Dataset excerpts

━━━━━━━━━━━━━━━━

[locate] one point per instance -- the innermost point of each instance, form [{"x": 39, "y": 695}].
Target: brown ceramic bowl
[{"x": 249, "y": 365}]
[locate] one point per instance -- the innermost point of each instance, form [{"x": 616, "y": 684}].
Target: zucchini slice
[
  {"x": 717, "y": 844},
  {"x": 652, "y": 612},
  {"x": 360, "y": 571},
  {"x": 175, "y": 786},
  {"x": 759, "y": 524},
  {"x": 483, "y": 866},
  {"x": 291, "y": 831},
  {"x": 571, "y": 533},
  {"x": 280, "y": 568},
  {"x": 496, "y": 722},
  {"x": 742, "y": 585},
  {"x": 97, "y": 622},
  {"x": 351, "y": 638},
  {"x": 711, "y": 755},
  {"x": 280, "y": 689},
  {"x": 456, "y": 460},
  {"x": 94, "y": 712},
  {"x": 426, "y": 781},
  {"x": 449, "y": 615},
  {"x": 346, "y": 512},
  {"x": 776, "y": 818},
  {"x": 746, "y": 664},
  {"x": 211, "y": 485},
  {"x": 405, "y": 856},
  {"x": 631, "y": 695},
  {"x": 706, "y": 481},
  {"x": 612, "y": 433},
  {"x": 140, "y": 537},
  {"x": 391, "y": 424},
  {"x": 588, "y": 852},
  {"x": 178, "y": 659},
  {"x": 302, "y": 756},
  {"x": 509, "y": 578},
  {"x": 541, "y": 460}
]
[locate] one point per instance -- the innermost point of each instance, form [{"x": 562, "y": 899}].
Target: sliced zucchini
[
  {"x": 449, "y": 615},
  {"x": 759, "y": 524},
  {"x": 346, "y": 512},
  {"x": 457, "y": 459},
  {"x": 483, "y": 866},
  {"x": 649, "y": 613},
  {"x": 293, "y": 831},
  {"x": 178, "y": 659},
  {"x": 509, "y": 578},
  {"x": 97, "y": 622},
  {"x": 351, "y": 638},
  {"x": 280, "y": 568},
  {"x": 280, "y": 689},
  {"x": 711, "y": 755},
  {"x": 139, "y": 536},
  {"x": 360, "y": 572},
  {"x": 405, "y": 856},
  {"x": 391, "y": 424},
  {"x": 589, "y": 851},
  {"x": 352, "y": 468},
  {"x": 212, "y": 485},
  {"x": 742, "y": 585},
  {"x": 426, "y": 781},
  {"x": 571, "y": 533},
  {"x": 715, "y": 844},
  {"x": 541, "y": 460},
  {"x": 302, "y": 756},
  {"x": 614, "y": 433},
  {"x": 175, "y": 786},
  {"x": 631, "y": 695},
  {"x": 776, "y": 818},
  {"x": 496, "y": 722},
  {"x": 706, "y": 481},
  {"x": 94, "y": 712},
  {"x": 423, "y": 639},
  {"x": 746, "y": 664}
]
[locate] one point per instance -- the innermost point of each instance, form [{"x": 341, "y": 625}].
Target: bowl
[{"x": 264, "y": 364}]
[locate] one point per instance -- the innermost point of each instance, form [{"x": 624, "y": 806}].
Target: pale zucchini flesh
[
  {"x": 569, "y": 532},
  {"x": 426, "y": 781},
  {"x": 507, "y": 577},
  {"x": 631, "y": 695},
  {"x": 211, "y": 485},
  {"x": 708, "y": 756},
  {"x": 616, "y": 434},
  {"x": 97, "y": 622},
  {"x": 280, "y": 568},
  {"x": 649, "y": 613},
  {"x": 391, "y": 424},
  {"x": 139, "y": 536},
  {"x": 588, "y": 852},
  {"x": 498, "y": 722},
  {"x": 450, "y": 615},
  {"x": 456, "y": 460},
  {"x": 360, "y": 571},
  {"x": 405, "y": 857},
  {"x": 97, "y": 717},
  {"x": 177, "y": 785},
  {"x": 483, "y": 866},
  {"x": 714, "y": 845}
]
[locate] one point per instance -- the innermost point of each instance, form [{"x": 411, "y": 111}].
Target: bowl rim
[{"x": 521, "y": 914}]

━━━━━━━━━━━━━━━━

EXERCISE OBJECTIVE »
All lines of the data are to be repeated exactly as they stand.

RESULT OF THIS TASK »
[locate] one point per instance -- the innermost point of each instance, form [{"x": 39, "y": 695}].
Target: brown ceramic bowl
[{"x": 249, "y": 365}]
[locate] one point per instance -- the innermost point of each instance, form [{"x": 616, "y": 684}].
Target: zucchini slice
[
  {"x": 717, "y": 844},
  {"x": 652, "y": 612},
  {"x": 360, "y": 571},
  {"x": 175, "y": 786},
  {"x": 759, "y": 524},
  {"x": 483, "y": 866},
  {"x": 291, "y": 831},
  {"x": 571, "y": 533},
  {"x": 280, "y": 568},
  {"x": 496, "y": 722},
  {"x": 742, "y": 585},
  {"x": 97, "y": 622},
  {"x": 351, "y": 638},
  {"x": 711, "y": 755},
  {"x": 280, "y": 689},
  {"x": 456, "y": 460},
  {"x": 94, "y": 712},
  {"x": 426, "y": 781},
  {"x": 449, "y": 615},
  {"x": 346, "y": 512},
  {"x": 776, "y": 818},
  {"x": 746, "y": 664},
  {"x": 211, "y": 485},
  {"x": 405, "y": 856},
  {"x": 631, "y": 695},
  {"x": 706, "y": 481},
  {"x": 612, "y": 433},
  {"x": 140, "y": 537},
  {"x": 391, "y": 424},
  {"x": 588, "y": 852},
  {"x": 178, "y": 659},
  {"x": 302, "y": 756},
  {"x": 509, "y": 578},
  {"x": 541, "y": 460}
]
[locate] one point per instance -- the innermost point of each instance, form [{"x": 562, "y": 899}].
Target: sliced zucchini
[
  {"x": 449, "y": 615},
  {"x": 759, "y": 524},
  {"x": 346, "y": 512},
  {"x": 457, "y": 459},
  {"x": 483, "y": 866},
  {"x": 649, "y": 613},
  {"x": 293, "y": 831},
  {"x": 178, "y": 659},
  {"x": 509, "y": 578},
  {"x": 97, "y": 622},
  {"x": 351, "y": 638},
  {"x": 280, "y": 568},
  {"x": 280, "y": 689},
  {"x": 711, "y": 755},
  {"x": 139, "y": 536},
  {"x": 360, "y": 572},
  {"x": 405, "y": 856},
  {"x": 391, "y": 424},
  {"x": 589, "y": 851},
  {"x": 352, "y": 468},
  {"x": 212, "y": 485},
  {"x": 742, "y": 585},
  {"x": 426, "y": 781},
  {"x": 571, "y": 533},
  {"x": 715, "y": 844},
  {"x": 541, "y": 460},
  {"x": 302, "y": 756},
  {"x": 614, "y": 433},
  {"x": 175, "y": 786},
  {"x": 631, "y": 695},
  {"x": 776, "y": 818},
  {"x": 496, "y": 722},
  {"x": 706, "y": 481},
  {"x": 94, "y": 712},
  {"x": 423, "y": 639},
  {"x": 746, "y": 664}
]
[locate] one point per instance -- the innermost point of each instance, form [{"x": 341, "y": 625}].
Target: bowl
[{"x": 264, "y": 364}]
[locate] one point per instance -- the innermost point of each instance, form [{"x": 624, "y": 806}].
Target: pale zucchini flesh
[
  {"x": 569, "y": 532},
  {"x": 426, "y": 781},
  {"x": 507, "y": 577},
  {"x": 631, "y": 695},
  {"x": 211, "y": 485},
  {"x": 708, "y": 756},
  {"x": 616, "y": 434},
  {"x": 97, "y": 622},
  {"x": 280, "y": 568},
  {"x": 649, "y": 613},
  {"x": 391, "y": 424},
  {"x": 139, "y": 536},
  {"x": 588, "y": 852},
  {"x": 498, "y": 722},
  {"x": 450, "y": 615},
  {"x": 456, "y": 460},
  {"x": 360, "y": 571},
  {"x": 405, "y": 857},
  {"x": 97, "y": 717},
  {"x": 177, "y": 785},
  {"x": 483, "y": 866},
  {"x": 714, "y": 845}
]
[locate] one point per instance -- the innermost point of each instance, form [{"x": 411, "y": 111}].
Target: bowl rim
[{"x": 521, "y": 914}]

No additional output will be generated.